───── Passage to read ─────

It’s hard to not to associate Vice President Mike Pence and conversion therapy. The old anti-homosexual therapy is again in the news ever since Pence ran and eventually won as Donald Trump’s wingman.
Pence was been accused of promoting conversion therapy even during his 2000 congressional campaign.
But while his spokesperson, Marc Lotter, has adamantly denied this, telling the New York Times that it is “patently false” and was a misinterpretation of Pence’s statements, the current vice president is still connected by LGBT activists to conversion therapy.
Mike Pence and conversion therapy: The Ryan White Care Act
During his time as congressman, Pence sought to change the Ryan White Care Act, which requires under federal law to provide financing to those seeking HIV and AIDS treatment.
In his website, he stated that he was seeking to change the act: “Congress should support the reauthorization of the Ryan White Care Act only after completion of an audit to ensure that federal dollars were no longer being given to organizations that celebrate and encourage the types of behaviors that facilitate the spreading of the HIV virus.”
“Resources should be directed toward those institutions which provide assistance to those seeking to change their sexual behaviour,” his statement on his website said.
Mike Pence and conversion therapy: The 2016 Republican platform
One platform in the Republican campaign last year had this line: right of parents to determine the proper medical treatment and therapy for their minor children.
Both Lotter and incoming White House chief of staff, Reince Priebus, deny these were anti-LGBT. Rather, Pence was seeking to redirect funds to organizations that promote safe sex while the platform had nothing to do with conversion therapy at all.
Rea Carey, the executive director of the National LGBTQ Task Force, is wary of these denials.
“That is very specific language– some might call it a dog whistle– that has been used for decades to very thinly cloak deeply homophobic beliefs,” Carey said.
“Particularly the phrase ‘seeking to change their sexual behavior,’ to me, is code for conversion therapy,” she added.

───── Supplied data ─────

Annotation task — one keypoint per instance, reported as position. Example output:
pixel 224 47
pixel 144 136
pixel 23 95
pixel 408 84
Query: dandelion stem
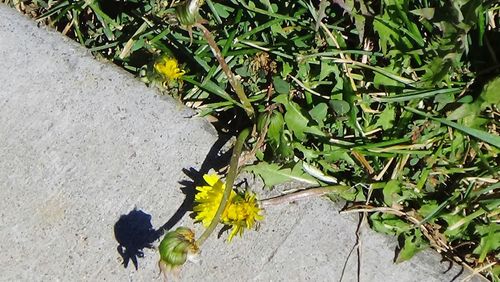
pixel 235 83
pixel 303 194
pixel 231 176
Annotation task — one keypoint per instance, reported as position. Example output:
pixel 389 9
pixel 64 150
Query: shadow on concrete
pixel 134 231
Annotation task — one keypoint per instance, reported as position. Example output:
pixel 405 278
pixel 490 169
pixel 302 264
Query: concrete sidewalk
pixel 82 143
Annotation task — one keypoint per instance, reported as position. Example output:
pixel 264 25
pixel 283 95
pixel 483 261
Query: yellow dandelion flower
pixel 208 198
pixel 168 68
pixel 241 213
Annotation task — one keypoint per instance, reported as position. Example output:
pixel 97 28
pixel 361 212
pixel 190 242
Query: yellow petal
pixel 211 179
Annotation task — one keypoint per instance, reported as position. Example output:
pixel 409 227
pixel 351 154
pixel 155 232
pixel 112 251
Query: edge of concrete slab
pixel 82 153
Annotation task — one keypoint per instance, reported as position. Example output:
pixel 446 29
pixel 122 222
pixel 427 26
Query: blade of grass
pixel 482 135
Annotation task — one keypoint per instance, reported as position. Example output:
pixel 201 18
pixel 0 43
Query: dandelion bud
pixel 177 247
pixel 188 12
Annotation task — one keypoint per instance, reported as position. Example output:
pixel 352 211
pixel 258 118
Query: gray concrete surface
pixel 82 143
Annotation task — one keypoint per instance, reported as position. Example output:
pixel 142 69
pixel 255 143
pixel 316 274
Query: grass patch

─────

(Actions to take)
[1] In the article on Mike Pence and conversion therapy, rewrite the paragraph beginning "Both Lotter and incoming White House chief of staff" as a short bulleted list that keeps its main facts.
[2] Please explain in one to three sentences why Rea Carey is wary of the denials, using the reasons she gives in the article on Mike Pence and conversion therapy.
[3] Carry the article on Mike Pence and conversion therapy forward from its final sentence.

(Results by task)
[1]
- Lotter and incoming White House chief of staff Reince Priebus deny that these positions were anti-LGBT.
- They say Pence was trying to redirect funds to organizations that promote safe sex.
- They say the platform had nothing to do with conversion therapy.

[2] Carey calls the language very specific, a kind of dog whistle that has been used for decades to thinly cloak deeply homophobic beliefs. She adds that the phrase "seeking to change their sexual behavior" is, to her, code for conversion therapy.

[3]
Conversion therapy or reparative therapy
But what exactly is conversion therapy, or what is sometimes called reparative therapy?
Conversion therapy has its roots way back in 1920 when Sigmund Freud attempted to change the sexual preference of a girl to heterosexual. While he found it not possible, this kind of therapy continued when parents would bring their children to psychiatrists due to their same sex preference.
A lot of these psychiatrists created various treatments to convert these patients: institutionalization, psychoanalysis estrogen treatment (which would lower the libido in gays), electroconvulsive therapy (where seizure is induced during an electric shock).
Aversion therapy was also created where patients were pre-conditioned to think of same sex feelings as a bad thing, or giving them drugs that induce nausea.
Recent types of conversion therapies are less brutal, using mostly psychoanalysis. Here, the parents are blamed for their children’s sexual preferences. Some were advised to avoid having friends with the opposite sex.
Banning conversion therapy against LGBT
Despite its name, the therapy sill causes emotional damage to patients, which led to President Barack Obama to call for the banning of conversion therapy in 2015.
This came about after a young lesbian killed herself and left a note talking about her conversion therapy.
Unfortunately, there are four more years of Pence so we’ll see how conversion therapy will play in this administration.